Aufgabe - Wähle aus der folgenden Liste jede Zeile aus, die das Wort „meadow“ enthält. Groß- und Kleinschreibung zählt.

Datenauszug -
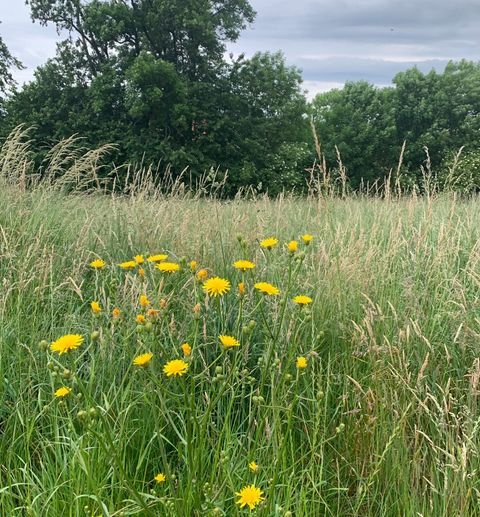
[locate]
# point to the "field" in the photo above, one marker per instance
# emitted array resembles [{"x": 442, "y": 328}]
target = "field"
[{"x": 364, "y": 402}]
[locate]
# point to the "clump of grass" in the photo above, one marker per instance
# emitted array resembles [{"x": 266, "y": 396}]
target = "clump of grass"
[{"x": 363, "y": 402}]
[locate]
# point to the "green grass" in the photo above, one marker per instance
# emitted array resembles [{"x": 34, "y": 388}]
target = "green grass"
[{"x": 382, "y": 422}]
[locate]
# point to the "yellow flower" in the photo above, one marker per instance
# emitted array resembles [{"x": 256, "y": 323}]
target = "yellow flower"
[
  {"x": 302, "y": 300},
  {"x": 63, "y": 392},
  {"x": 243, "y": 265},
  {"x": 177, "y": 367},
  {"x": 187, "y": 349},
  {"x": 160, "y": 477},
  {"x": 157, "y": 258},
  {"x": 130, "y": 264},
  {"x": 96, "y": 309},
  {"x": 66, "y": 343},
  {"x": 292, "y": 246},
  {"x": 241, "y": 288},
  {"x": 266, "y": 288},
  {"x": 168, "y": 267},
  {"x": 228, "y": 341},
  {"x": 302, "y": 362},
  {"x": 143, "y": 359},
  {"x": 144, "y": 301},
  {"x": 250, "y": 496},
  {"x": 216, "y": 286},
  {"x": 269, "y": 243},
  {"x": 98, "y": 264},
  {"x": 202, "y": 274}
]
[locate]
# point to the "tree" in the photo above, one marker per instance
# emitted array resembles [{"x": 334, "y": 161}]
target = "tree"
[
  {"x": 7, "y": 62},
  {"x": 359, "y": 121}
]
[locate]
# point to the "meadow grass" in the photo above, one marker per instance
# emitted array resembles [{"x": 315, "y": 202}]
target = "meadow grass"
[{"x": 382, "y": 421}]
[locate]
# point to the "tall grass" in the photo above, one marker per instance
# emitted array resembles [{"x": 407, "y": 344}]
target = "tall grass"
[{"x": 383, "y": 421}]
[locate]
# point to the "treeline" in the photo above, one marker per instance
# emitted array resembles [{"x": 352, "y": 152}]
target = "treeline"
[{"x": 153, "y": 78}]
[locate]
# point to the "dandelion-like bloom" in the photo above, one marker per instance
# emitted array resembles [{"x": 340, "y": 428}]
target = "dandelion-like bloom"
[
  {"x": 168, "y": 267},
  {"x": 269, "y": 243},
  {"x": 63, "y": 392},
  {"x": 98, "y": 264},
  {"x": 143, "y": 359},
  {"x": 228, "y": 341},
  {"x": 302, "y": 362},
  {"x": 66, "y": 343},
  {"x": 241, "y": 288},
  {"x": 96, "y": 309},
  {"x": 302, "y": 299},
  {"x": 249, "y": 496},
  {"x": 160, "y": 477},
  {"x": 130, "y": 264},
  {"x": 243, "y": 265},
  {"x": 157, "y": 258},
  {"x": 292, "y": 246},
  {"x": 216, "y": 286},
  {"x": 202, "y": 275},
  {"x": 175, "y": 368},
  {"x": 144, "y": 301},
  {"x": 186, "y": 349},
  {"x": 266, "y": 288}
]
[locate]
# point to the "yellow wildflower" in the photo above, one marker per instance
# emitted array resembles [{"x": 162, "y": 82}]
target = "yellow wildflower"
[
  {"x": 143, "y": 359},
  {"x": 202, "y": 275},
  {"x": 228, "y": 341},
  {"x": 144, "y": 301},
  {"x": 216, "y": 286},
  {"x": 96, "y": 309},
  {"x": 241, "y": 288},
  {"x": 160, "y": 477},
  {"x": 66, "y": 343},
  {"x": 63, "y": 392},
  {"x": 177, "y": 367},
  {"x": 250, "y": 496},
  {"x": 187, "y": 349},
  {"x": 98, "y": 264},
  {"x": 302, "y": 362}
]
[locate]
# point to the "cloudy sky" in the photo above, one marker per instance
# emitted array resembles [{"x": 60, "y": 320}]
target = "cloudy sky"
[{"x": 331, "y": 41}]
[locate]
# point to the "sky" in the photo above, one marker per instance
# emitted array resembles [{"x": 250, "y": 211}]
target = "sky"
[{"x": 331, "y": 41}]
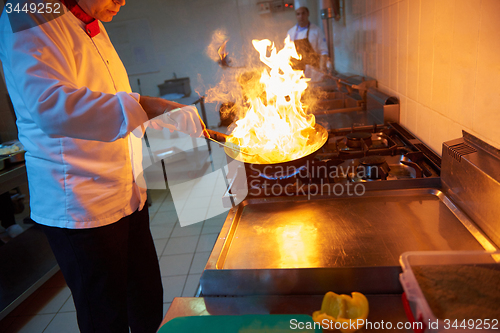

Ergebnis -
# point to the "meadow grass" in the photo above, one marker per instance
target = "meadow grass"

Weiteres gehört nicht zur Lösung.